▶ **WORK REQUIRED**
Show each line of the data below that has the string "truck" in it.

▶ **AVAILABLE DATA**
────────────────────────────────────────

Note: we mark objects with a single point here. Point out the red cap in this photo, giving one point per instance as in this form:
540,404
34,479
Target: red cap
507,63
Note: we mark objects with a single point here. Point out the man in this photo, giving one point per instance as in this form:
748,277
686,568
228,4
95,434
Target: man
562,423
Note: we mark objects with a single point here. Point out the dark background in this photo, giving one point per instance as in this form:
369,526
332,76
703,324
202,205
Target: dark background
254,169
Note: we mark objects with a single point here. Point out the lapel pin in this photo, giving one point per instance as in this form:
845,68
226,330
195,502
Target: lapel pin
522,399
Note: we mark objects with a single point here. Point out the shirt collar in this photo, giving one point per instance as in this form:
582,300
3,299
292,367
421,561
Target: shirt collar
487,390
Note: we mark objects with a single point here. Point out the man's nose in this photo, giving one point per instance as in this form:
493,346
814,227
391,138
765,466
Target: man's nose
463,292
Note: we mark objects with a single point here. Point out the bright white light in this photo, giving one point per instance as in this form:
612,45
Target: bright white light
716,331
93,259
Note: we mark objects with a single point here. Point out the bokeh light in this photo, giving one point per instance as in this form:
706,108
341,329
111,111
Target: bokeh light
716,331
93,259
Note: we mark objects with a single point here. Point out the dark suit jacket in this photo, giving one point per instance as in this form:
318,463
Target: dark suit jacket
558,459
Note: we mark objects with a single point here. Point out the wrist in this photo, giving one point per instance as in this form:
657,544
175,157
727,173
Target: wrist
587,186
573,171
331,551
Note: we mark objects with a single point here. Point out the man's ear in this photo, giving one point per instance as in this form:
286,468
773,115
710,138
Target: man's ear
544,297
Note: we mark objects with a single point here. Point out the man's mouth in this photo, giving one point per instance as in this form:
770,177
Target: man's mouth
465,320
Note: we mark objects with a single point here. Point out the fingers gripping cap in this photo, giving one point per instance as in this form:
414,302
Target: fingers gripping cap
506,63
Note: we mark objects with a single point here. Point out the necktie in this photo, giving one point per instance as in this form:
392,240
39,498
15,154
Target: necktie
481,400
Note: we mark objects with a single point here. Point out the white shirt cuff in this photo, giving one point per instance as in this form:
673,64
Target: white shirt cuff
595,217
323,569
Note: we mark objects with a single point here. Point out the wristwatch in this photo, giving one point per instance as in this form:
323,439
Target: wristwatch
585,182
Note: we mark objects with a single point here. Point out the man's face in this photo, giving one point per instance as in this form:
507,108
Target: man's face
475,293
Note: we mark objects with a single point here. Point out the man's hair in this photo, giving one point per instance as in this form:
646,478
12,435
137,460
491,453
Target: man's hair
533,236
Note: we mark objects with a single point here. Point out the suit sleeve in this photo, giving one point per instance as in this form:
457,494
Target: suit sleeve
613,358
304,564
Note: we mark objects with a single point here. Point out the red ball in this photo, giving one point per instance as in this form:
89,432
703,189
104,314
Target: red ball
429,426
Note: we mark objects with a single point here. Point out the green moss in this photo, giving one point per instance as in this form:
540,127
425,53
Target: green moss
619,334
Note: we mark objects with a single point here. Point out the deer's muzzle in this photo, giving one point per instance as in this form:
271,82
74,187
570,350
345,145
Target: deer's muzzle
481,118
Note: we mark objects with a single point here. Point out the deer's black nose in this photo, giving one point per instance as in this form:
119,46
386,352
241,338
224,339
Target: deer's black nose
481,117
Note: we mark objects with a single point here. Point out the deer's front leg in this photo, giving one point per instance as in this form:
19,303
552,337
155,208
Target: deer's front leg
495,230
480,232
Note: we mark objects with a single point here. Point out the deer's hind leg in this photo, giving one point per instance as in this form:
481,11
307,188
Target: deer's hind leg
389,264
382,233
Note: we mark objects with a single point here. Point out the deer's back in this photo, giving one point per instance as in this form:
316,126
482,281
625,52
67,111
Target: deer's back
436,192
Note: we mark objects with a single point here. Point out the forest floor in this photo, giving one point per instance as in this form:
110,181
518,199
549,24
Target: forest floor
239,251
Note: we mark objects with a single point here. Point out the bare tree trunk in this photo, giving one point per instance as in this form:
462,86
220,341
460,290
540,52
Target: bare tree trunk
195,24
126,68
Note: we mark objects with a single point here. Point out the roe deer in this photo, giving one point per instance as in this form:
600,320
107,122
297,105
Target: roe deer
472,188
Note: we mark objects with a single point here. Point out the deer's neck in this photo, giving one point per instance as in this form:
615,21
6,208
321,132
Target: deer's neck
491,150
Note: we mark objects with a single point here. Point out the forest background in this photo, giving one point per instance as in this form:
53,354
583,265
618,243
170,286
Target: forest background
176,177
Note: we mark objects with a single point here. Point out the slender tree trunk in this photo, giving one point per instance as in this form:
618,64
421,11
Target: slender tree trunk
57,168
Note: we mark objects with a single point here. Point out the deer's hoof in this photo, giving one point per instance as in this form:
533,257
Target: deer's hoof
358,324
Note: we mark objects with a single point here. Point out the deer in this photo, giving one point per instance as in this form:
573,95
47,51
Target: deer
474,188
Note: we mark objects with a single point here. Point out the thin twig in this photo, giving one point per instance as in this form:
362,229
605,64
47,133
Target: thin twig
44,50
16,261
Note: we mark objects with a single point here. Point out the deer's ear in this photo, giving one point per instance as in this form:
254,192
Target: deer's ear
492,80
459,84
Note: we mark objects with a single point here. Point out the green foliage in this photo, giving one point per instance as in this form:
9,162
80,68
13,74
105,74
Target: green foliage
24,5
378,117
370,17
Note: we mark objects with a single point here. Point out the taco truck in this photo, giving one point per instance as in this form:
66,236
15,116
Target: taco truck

────────────────────────────────────────

▶ **EXERCISE OUTPUT**
Note: we mark objects with a single point here. Point out the taco truck in this photo, giving one point per instance as in this form:
Target: taco truck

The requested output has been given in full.